**Source document:**
*** Block opens ***

From the start, Americans have been inspired by the idea of “equal justice under law.” The phrase is on the pediment of the U.S. Supreme Court, the temple of our faith in the rule of our precious Constitution.
And so it is agonising, or worse, to see that noble idea once again undercut by our own contradictions and hypocrisy on race.
They produced a civil war, and continue to provide the core narrative tension in our public life. Yes we elected Barack Obama – twice – but that was hardly the end of the story.
The conflict between justice under law and racial torment is on display again this week in St. Louis, Missouri. The world is watching, as it should be. Can we live up to our ideals?
It’s in our DNA to try, but we still have a long way to go.
By now people across the globe know the essence of the episode. A police officer, a white man on a force made up mostly of white men, shot and killed a young black man in a neighborhood made up primarily of African-Americans.
On Monday night a local prosecutor in suburban St. Louis announced that officer Darren Wilson, would not be prosecuted because of state law and the available testimony.
Wilson, the prosecutor said, was deemed to be acting reasonably, within the scope of his official duty: Wilson had reason to believe that the victim, Michael Brown, was a robbery suspect, and one who might have posed a deadly danger to the officer and to others in the area.
Stated blandly and without context, the decision sounded fair enough. But it produced violence on the streets of St. Louis and elsewhere in America. Vandals and looters were part of equation, but most of the outrage was genuine.
Because there IS a context.
Critics noted that state law and its use in this case were weighted against police victims in general and Michael Brown specifically.
In U.S. law, local prosecutors have much freedom to decide whether a suspect should stand trial. In this case, a prosecutor widely known for his sympathetic treatment of police cases, declined to make that decision by himself.
Instead, he asked a secret preliminary jury (a “grand” jury) to do so. Normally prosecutors present just enough evidence to this kind of jury to allow it to make a decision. It’s almost always in favour of calling for a full trial.

*** Block closes ***

**Required action:** Carry on the essay about the St. Louis grand jury decision from the point where it stops. The data that comes next has no connection to the essay on the Michael Brown shooting.

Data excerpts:
*** Block opens ***

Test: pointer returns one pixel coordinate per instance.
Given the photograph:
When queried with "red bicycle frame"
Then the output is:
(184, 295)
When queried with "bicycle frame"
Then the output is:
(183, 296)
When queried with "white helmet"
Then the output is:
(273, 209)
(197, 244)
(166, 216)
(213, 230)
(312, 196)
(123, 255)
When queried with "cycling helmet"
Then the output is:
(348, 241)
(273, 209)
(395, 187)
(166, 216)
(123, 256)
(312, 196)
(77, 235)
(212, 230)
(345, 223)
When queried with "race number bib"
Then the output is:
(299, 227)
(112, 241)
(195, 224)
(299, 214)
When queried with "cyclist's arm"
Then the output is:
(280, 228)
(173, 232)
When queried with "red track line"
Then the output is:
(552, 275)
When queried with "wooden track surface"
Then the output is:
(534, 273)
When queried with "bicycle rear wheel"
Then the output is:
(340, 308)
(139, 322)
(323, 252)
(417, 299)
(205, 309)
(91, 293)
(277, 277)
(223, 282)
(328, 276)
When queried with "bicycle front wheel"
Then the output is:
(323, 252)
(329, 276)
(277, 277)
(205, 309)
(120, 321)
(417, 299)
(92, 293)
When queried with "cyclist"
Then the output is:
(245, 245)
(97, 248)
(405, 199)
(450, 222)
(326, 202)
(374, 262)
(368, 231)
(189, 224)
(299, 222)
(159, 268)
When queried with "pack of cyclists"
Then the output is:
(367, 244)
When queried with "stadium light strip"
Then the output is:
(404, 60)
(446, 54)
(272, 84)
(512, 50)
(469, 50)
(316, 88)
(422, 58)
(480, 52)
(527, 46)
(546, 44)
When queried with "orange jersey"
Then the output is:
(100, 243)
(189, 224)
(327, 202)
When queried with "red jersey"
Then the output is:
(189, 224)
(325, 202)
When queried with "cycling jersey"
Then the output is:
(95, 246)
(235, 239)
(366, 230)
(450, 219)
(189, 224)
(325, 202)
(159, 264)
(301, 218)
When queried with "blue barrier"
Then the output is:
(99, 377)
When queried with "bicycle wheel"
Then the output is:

*** Block closes ***

**Response to the task:**
But in this case the prosecutor, Bob McCullough, gave the preliminary jury ALL the evidence that police and the FBI had collected.
He did so, apparently, to get himself off the hook and to guide the preliminary jury in the direction he wanted to go.
In essence, he conducted a full “trial” on the merits of the case, and one in which (according to transcripts that were released later) the prosecutor was friendly to Wilson and his best witnesses and harsh on those with a different view.
Wilson also had state law on his side. Missouri’s law on “use of force” by police is broadly written to protect officers. It’s broader than a U.S. Supreme Court case’s rules set down in 1985. States are supposed to rewrite their laws to follow the high court, but Missouri hasn’t fully done so.
It would be nice to think that none of this has a racial motivation. In places such as St. Louis, disproportionate amounts of shootings by police have a white-on-black profile.
The St. Louis region combines the history of the slave-holding South and the order-loving towns of the Midwest. The city and its suburbs are starkly segregated for the most part; even adjacent neighborhoods can vary vividly.
It would be nice to say think that St. Louis was the exception, but it’s not. Many other cities, including Washington, DC, are just as segregated, racially and by income.